Copy all of the data below without changing anything. Keep every line in the same order.

Data section:
★ ★ ★ ★ ★

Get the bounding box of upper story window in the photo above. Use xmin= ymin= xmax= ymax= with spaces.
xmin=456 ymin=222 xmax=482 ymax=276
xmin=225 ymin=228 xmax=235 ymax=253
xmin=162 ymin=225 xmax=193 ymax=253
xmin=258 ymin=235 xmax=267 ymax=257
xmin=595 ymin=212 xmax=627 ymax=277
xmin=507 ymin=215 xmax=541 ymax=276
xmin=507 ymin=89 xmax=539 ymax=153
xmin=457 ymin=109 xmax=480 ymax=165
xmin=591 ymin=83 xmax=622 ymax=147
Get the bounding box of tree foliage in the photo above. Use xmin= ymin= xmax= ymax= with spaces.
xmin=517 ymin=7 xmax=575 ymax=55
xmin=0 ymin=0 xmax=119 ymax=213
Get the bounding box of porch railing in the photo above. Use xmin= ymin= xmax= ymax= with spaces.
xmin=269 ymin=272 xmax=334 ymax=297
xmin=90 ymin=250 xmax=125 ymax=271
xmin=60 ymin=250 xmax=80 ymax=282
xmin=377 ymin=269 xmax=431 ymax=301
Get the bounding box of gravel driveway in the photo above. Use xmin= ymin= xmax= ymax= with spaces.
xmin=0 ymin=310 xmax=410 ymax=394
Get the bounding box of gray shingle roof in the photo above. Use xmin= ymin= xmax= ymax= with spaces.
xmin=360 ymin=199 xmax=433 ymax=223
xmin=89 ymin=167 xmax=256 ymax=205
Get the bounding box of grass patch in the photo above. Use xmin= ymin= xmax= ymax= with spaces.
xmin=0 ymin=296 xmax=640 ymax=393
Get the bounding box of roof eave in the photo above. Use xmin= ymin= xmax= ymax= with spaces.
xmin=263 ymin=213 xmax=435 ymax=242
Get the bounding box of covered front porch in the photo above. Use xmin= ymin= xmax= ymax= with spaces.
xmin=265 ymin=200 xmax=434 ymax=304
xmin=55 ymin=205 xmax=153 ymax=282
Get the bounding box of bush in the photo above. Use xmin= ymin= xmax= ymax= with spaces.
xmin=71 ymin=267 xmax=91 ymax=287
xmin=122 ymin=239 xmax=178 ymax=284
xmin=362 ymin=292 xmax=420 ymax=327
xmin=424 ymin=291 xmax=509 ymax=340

★ ★ ★ ★ ★

Correct result:
Get the bounding box of upper story window in the photo above. Use xmin= ymin= xmax= ymax= with spaces.
xmin=456 ymin=222 xmax=482 ymax=276
xmin=225 ymin=228 xmax=235 ymax=253
xmin=162 ymin=225 xmax=193 ymax=253
xmin=258 ymin=235 xmax=267 ymax=257
xmin=595 ymin=212 xmax=627 ymax=277
xmin=507 ymin=215 xmax=541 ymax=276
xmin=507 ymin=89 xmax=539 ymax=153
xmin=457 ymin=109 xmax=480 ymax=165
xmin=591 ymin=83 xmax=622 ymax=147
Get the bounding box of tree foliage in the photo above. Use xmin= ymin= xmax= ymax= with spaces.
xmin=517 ymin=7 xmax=575 ymax=55
xmin=0 ymin=0 xmax=119 ymax=213
Get the bounding box of porch railing in the photo above. Use xmin= ymin= xmax= ymax= with spaces.
xmin=269 ymin=272 xmax=334 ymax=297
xmin=90 ymin=250 xmax=125 ymax=271
xmin=60 ymin=250 xmax=80 ymax=282
xmin=377 ymin=269 xmax=431 ymax=301
Get the bounding box of gravel driveway in the photo above. Use xmin= ymin= xmax= ymax= with spaces.
xmin=0 ymin=310 xmax=410 ymax=394
Get the bounding box of gray shingle roof in the photo above. Use xmin= ymin= xmax= ymax= with spaces.
xmin=360 ymin=199 xmax=433 ymax=223
xmin=89 ymin=167 xmax=256 ymax=205
Get the bounding box of grass patch in the photo above. Use xmin= ymin= xmax= ymax= with spaces.
xmin=0 ymin=296 xmax=640 ymax=393
Get the bounding box of roof eave in the photo above. Use xmin= ymin= xmax= ymax= with spaces.
xmin=263 ymin=213 xmax=435 ymax=242
Get the bounding box of covered front porch in the photo above. Use xmin= ymin= xmax= ymax= with spaces.
xmin=265 ymin=200 xmax=434 ymax=304
xmin=55 ymin=205 xmax=153 ymax=282
Get the bounding box of bush in the photo above. Use xmin= ymin= xmax= ymax= with spaces.
xmin=71 ymin=267 xmax=91 ymax=287
xmin=122 ymin=239 xmax=178 ymax=284
xmin=362 ymin=292 xmax=420 ymax=327
xmin=424 ymin=291 xmax=509 ymax=340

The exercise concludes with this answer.